The required result is the exact run of lines beginning at the one containing "Target: woman's hair" and ending at the last line of the entries.

Provided records.
====
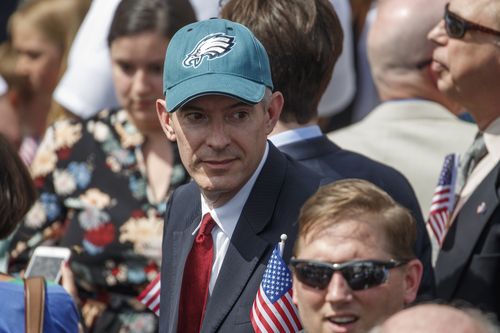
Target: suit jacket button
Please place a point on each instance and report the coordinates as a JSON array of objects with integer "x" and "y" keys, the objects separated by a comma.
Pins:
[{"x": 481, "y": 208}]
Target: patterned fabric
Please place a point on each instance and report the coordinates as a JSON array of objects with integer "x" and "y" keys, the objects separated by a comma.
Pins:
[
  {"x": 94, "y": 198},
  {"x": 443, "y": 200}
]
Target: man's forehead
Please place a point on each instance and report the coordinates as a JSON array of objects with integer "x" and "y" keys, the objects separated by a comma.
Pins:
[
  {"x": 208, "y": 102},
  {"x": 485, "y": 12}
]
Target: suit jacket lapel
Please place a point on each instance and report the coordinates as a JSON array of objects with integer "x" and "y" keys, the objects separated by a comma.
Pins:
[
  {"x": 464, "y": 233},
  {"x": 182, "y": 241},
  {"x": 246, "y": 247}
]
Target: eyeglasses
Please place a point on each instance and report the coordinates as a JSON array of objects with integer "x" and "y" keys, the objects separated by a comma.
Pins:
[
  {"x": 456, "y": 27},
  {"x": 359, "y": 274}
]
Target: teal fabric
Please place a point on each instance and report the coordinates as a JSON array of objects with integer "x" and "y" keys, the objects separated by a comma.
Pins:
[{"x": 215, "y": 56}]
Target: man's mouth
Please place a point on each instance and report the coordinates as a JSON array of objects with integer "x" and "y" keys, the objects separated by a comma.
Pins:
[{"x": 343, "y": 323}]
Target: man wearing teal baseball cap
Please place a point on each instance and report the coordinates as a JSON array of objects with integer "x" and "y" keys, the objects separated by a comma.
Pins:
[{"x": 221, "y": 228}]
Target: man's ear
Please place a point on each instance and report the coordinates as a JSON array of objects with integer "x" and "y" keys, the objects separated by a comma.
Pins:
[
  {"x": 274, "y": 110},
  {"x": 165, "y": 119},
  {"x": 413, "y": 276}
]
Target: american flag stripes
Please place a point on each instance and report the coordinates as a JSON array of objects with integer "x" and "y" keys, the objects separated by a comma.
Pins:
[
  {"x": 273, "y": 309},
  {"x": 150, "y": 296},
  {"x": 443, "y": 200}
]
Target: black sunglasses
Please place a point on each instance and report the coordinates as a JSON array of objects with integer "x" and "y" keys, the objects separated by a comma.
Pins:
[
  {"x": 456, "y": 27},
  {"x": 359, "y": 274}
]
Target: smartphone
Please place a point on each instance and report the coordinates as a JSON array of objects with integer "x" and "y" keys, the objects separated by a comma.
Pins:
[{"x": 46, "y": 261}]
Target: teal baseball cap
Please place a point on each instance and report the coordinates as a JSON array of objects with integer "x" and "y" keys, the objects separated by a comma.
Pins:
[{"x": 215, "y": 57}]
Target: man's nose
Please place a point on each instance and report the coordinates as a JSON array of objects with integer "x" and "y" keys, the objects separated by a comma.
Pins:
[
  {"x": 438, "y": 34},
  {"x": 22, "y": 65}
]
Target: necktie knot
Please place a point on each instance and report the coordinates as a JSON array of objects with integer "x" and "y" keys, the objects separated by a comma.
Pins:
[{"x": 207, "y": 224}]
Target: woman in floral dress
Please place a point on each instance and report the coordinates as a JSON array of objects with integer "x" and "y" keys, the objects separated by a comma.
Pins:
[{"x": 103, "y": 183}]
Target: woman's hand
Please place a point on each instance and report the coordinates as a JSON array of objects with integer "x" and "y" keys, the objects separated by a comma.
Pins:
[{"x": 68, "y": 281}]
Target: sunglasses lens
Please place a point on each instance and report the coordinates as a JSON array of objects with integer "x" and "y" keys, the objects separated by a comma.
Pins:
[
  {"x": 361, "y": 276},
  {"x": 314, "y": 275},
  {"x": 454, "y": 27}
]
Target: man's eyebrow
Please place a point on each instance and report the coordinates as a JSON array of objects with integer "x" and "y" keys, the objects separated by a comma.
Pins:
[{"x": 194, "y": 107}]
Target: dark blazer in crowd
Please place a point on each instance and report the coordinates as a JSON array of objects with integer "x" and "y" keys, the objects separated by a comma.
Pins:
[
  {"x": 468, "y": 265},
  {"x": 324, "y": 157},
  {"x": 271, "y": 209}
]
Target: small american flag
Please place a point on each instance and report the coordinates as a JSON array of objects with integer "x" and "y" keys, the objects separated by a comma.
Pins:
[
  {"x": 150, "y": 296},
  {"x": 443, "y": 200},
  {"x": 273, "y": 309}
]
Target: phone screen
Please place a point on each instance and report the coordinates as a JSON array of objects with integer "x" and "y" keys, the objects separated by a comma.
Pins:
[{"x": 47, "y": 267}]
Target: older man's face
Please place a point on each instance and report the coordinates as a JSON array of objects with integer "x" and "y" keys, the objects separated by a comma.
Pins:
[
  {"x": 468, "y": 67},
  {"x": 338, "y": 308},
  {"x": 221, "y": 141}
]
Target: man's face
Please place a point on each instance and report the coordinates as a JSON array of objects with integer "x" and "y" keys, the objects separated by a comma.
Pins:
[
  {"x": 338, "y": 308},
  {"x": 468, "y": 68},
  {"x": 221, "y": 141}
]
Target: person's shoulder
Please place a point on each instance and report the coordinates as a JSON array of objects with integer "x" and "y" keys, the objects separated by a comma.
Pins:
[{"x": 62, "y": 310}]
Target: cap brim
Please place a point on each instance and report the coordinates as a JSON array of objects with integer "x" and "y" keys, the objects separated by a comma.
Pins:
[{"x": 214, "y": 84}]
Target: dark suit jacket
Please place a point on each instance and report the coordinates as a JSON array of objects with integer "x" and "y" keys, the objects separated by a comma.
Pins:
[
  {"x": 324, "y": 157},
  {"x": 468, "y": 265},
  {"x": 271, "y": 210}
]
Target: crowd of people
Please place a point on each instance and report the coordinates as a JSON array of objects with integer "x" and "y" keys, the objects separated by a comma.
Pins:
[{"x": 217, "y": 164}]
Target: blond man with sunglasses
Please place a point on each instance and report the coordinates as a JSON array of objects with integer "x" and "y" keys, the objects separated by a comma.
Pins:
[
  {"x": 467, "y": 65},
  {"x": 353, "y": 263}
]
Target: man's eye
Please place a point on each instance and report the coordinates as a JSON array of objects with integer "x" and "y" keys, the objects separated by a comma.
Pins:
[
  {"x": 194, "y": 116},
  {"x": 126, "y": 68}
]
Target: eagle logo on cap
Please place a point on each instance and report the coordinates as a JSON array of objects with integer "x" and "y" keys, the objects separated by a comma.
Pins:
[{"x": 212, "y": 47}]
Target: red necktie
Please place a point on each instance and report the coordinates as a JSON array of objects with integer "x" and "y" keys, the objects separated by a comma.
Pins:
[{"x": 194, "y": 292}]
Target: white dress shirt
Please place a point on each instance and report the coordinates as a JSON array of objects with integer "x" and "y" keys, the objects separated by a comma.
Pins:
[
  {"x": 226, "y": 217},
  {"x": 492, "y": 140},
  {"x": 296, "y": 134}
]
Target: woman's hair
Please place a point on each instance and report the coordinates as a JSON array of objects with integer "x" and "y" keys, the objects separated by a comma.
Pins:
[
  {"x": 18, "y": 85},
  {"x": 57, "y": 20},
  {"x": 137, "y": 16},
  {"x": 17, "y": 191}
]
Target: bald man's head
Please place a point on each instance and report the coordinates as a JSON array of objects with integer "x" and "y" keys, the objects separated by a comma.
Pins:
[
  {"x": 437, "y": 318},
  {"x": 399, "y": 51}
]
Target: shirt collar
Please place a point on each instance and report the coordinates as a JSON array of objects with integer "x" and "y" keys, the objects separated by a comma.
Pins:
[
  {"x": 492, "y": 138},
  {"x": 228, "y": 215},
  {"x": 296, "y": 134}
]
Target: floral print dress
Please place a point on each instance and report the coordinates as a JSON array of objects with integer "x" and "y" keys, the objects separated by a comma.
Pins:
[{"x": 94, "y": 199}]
====
Written solution.
Target: woman's hair
Please place a point on each instance and report the coordinates as a JSON array of objects with integer "x" and "y" keys, the objects separated by a comma.
Pins:
[
  {"x": 18, "y": 85},
  {"x": 57, "y": 20},
  {"x": 137, "y": 16},
  {"x": 17, "y": 191}
]
Target: bald man's head
Please place a point on each instance and report the coordinates as a JSON array of objects with integer "x" and "y" keys, the objects separated by a comma.
Pins:
[
  {"x": 437, "y": 318},
  {"x": 399, "y": 51}
]
Target: shirt collar
Please place a point on each instance and report the coordinates as a JSON array of objects with integer "x" and "y" keys, the objects separated by a comma.
Pins:
[
  {"x": 492, "y": 138},
  {"x": 228, "y": 215},
  {"x": 296, "y": 134}
]
Target: floral print dress
Please place a point on each instance and report the coordinates as a JSON array of objects with integer "x" and "y" keys, the objects separated by a comma.
Pins:
[{"x": 94, "y": 199}]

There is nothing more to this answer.